• [Extract provided]:
Cluster Verify Components:
CVU supports the notion of component verification. The verifications in this category are not associated with any specific stage. A component can range from basic, such as free disk space, to complex (spanning over multiple subcomponents), such as the Oracle Clusterware stack. Availability, integrity, or any other specific behavior of a cluster component can be verified.
You can list verifiable CVU components with the cluvfy comp -list command:
$ cluvfy comp -list command
nodereach - Checks node reachability
peer - Compares properties with peers
nodecon - Checks node connectivity
ha - Checks HA integrity
cfs -Checks CFS integrity
asm - Checks ASM integrity
ssa - Checks shared storage
acfs - Checks ACFS integrity
space - Checks space availability
olr - Checks OLR integrity
sys - Checks minimum requirements
gpnp - Checks GPnP integrity
clu - Checks cluster integrity
gns - Checks GNS integrity
clumgr - Checks cluster manager integrity
scan - Checks SCAN configuration
ocr - Checks OCR integrity
ohasd - Checks OHASD integrity
admprv - Checks administrative privileges
crs - Checks CRS integrity
software - Checks software distribution
vdisk - Checks Voting Disk Udev settings
clocksync - Checks clock synchronization
nodeapp - Checks node applications’ existence
Note: For manual installation, you need to install CVU on only one node. CVU deploys itself on remote nodes during executions that require access to remote nodes.

• [Assigned task 1]:
According to the text on CVU component verification, why is it enough to install CVU on only one node during a manual installation?
• [Assigned task 2]:
The text on CVU component verification lists the output of cluvfy comp -list. Give every component whose name begins with "node", with the description shown for each.
• [Assigned task 3]:
Continue the text on CVU component verification from its final sentence.

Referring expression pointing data
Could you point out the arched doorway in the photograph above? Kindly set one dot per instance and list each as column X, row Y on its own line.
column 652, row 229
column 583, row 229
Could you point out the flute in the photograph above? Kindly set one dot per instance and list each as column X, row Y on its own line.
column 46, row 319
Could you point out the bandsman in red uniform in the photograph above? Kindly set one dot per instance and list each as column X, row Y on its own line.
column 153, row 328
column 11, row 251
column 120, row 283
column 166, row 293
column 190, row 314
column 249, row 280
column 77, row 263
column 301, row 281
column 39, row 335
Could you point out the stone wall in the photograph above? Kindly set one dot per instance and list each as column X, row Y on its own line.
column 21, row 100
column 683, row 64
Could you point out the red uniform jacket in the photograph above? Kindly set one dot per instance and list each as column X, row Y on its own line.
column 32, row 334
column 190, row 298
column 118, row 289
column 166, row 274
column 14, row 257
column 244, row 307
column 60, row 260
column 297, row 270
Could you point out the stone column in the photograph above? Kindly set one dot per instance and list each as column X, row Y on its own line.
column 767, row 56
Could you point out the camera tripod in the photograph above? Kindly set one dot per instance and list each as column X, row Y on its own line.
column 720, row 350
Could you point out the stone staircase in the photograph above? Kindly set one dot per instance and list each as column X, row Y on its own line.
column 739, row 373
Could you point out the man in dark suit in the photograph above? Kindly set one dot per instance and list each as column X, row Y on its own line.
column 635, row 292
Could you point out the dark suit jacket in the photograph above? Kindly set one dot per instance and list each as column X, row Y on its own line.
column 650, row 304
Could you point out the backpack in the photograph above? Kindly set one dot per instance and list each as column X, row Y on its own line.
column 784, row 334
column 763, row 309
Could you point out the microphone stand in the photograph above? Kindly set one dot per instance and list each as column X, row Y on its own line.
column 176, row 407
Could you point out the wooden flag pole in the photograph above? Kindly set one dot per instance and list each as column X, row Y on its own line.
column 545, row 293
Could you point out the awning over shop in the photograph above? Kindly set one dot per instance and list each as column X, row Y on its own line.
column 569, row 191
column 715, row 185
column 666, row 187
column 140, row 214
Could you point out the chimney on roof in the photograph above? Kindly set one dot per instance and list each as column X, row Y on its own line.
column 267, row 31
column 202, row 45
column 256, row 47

• [Your response 1]:
CVU deploys itself on remote nodes during executions that require access to those nodes. A manual installation therefore needs CVU on only one node.

• [Your response 2]:
- nodereach: Checks node reachability
- nodecon: Checks node connectivity
- nodeapp: Checks node applications’ existence

• [Your response 3]:
Cluster Verify Output: Example
$ cluvfy comp crs -n all -verbose
Verifying CRS integrity
Checking CRS integrity...
The Oracle clusterware is healthy on node "host03"
The Oracle clusterware is healthy on node "host02"
The Oracle clusterware is healthy on node "host01"
CRS integrity check passed
Verification of CRS integrity was successful.
Write a shell script to copy log files before they wrap:
# Script to archive log files before wrapping occurs
# Written for CSS logs. Modify for other log file types.
CSSLOGDIR=/u01/app/11.2.0/grid/log/host01/cssd
while [ 1 –ne 0 ]; do
CSSFILE=/tmp/css_`date +%m%d%y"_"%H%M`.tar
tar -cf $CSSFILE $CSSLOGDIR/*
sleep 300
done
exit
Processes That Can Reboot Nodes:
The following processes can evict nodes from the cluster or cause a node reboot:
- hangcheck-timer: Monitors for machine hangs and pauses (it is not required in 11gR2 but required for 11gR1)
- oclskd: Is used by CSS to reboot a node based on requests from other nodes in the cluster
- ocssd: Monitors the internode’s health status
Determining Which Process Caused Reboot:
Most of the time, the process writes error messages to its log file when a reboot is required.
- ocssd
-
/var/log/messages
-
<Grid_Home>/log/<hostname>/cssd/ocssd.log
-
oclskd
-
<Grid_Home>/log/<hostname>/client/oclskd.log
- hangcheck-timer
-
/var/log/messages
Using diagwait for Eviction Troubleshooting:
When a node is evicted on a busy system, the OS may not have had time to flush logs and trace files before reboot.
- Use the diagwait CSS attribute to allow more time.
- It does not guarantee that logs will be written.
- The recommended value is 13 seconds.
- Clusterwide outage must be changed.
- It is not enabled by default.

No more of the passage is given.